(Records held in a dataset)
-=-=-
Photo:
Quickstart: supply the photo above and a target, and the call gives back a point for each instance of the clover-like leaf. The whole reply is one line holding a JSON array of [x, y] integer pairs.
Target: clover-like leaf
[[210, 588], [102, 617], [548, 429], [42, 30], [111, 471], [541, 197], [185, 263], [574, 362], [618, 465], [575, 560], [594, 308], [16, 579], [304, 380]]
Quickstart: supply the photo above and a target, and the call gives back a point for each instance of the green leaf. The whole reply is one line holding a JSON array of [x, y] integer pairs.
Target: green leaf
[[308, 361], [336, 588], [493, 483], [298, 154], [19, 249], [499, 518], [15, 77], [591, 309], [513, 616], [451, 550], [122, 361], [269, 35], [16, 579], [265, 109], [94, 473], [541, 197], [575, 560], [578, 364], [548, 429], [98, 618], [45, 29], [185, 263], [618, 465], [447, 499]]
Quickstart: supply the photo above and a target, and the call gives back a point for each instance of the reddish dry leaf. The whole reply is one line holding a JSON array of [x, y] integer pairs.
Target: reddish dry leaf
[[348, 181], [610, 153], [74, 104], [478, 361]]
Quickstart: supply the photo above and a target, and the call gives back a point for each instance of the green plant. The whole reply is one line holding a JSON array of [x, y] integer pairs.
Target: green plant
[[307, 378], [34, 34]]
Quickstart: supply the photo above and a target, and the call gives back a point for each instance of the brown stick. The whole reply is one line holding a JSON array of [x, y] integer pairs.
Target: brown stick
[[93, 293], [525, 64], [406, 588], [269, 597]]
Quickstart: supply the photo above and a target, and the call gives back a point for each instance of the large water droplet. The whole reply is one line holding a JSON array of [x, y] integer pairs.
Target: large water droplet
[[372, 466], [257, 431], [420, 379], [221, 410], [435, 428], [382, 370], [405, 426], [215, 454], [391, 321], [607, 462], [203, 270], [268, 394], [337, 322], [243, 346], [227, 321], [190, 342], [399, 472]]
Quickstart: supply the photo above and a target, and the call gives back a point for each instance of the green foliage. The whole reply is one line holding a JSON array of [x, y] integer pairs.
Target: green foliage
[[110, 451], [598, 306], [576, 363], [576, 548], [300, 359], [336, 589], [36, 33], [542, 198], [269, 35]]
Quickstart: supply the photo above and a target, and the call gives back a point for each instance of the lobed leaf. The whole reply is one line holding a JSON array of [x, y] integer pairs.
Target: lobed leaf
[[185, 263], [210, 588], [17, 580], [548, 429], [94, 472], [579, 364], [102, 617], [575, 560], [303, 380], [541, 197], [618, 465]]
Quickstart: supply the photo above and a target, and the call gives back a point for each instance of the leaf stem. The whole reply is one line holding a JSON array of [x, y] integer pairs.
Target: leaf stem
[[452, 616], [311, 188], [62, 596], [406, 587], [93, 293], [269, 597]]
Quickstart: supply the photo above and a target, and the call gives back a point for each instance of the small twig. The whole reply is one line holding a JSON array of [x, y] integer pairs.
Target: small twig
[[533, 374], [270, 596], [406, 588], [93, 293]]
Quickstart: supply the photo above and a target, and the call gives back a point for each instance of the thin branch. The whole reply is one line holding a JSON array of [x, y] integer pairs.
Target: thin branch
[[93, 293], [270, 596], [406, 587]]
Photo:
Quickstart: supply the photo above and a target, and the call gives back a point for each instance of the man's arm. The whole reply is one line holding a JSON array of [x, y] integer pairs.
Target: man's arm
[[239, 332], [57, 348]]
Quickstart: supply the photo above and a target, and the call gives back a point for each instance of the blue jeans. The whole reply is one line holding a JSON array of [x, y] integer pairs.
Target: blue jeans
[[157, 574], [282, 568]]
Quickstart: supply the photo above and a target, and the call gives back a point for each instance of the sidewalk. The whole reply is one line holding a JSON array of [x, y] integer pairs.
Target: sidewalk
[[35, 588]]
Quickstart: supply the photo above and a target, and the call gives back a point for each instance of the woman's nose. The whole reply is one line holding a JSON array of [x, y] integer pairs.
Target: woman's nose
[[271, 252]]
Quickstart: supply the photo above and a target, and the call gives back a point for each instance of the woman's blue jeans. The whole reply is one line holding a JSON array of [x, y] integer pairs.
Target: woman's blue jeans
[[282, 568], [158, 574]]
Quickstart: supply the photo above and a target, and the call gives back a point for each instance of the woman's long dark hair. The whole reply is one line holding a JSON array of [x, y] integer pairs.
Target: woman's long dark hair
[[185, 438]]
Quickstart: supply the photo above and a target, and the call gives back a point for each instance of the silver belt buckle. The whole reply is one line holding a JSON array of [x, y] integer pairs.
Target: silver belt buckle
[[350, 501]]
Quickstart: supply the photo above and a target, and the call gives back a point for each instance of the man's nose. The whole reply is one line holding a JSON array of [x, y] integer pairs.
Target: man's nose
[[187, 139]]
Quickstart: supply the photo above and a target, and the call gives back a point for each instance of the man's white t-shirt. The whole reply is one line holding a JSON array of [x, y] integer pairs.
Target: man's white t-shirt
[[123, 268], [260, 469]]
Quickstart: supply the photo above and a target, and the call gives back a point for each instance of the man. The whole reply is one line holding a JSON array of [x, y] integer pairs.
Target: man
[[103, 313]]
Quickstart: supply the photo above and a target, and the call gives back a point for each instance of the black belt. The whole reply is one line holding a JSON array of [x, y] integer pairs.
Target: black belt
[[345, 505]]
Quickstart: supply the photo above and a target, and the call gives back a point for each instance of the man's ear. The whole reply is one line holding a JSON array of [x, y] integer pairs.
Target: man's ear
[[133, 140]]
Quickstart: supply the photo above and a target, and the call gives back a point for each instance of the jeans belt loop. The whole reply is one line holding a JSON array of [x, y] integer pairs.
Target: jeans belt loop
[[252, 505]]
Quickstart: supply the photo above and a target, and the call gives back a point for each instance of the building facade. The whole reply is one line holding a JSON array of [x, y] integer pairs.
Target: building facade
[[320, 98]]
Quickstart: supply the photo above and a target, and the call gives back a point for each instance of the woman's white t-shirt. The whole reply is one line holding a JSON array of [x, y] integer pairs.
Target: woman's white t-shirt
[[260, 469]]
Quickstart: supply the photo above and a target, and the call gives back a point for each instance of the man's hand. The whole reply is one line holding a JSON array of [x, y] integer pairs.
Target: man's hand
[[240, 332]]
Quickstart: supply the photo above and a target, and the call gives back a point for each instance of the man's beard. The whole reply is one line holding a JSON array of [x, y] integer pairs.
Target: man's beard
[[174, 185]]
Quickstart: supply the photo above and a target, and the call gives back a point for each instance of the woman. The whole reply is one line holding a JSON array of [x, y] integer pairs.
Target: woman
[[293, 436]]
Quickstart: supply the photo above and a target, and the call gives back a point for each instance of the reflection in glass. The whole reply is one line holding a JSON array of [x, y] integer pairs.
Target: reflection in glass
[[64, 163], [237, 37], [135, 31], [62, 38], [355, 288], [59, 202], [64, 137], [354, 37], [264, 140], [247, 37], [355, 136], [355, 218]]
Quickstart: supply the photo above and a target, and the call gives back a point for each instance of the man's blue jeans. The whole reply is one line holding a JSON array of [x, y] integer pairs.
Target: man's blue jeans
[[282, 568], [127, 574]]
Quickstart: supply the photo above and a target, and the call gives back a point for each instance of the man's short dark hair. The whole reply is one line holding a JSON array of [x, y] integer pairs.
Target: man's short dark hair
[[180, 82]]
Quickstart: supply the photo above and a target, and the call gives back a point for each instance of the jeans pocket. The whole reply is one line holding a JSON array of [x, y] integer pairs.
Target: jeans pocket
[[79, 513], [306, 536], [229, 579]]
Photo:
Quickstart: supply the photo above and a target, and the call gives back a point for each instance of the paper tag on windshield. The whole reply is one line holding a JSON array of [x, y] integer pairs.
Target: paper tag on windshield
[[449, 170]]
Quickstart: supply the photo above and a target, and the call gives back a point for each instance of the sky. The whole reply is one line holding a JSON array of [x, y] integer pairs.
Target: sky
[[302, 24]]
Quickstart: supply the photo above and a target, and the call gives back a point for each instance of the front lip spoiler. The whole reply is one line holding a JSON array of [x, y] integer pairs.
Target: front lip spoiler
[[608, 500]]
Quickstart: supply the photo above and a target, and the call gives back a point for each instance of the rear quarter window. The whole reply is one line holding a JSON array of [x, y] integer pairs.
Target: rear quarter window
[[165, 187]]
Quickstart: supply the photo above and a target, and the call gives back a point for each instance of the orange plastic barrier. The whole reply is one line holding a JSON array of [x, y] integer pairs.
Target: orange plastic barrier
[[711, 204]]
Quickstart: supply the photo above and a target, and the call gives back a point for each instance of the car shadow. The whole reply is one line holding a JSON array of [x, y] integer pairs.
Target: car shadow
-=-=-
* **Written task**:
Please repeat the material word for word, from its first line through the line containing "579], [304, 380]]", including both ends.

* **Expected output**:
Photo:
Quickstart: supply the photo above and a target, and the call gives back a point for each instance of the clover-like leaf. The whole reply is one line holding a JSON array of [x, y] integer pairs.
Target: clover-like leaf
[[210, 588], [102, 617], [548, 429], [42, 30], [111, 471], [541, 197], [185, 263], [574, 362], [618, 465], [575, 560], [594, 308], [16, 579], [304, 380]]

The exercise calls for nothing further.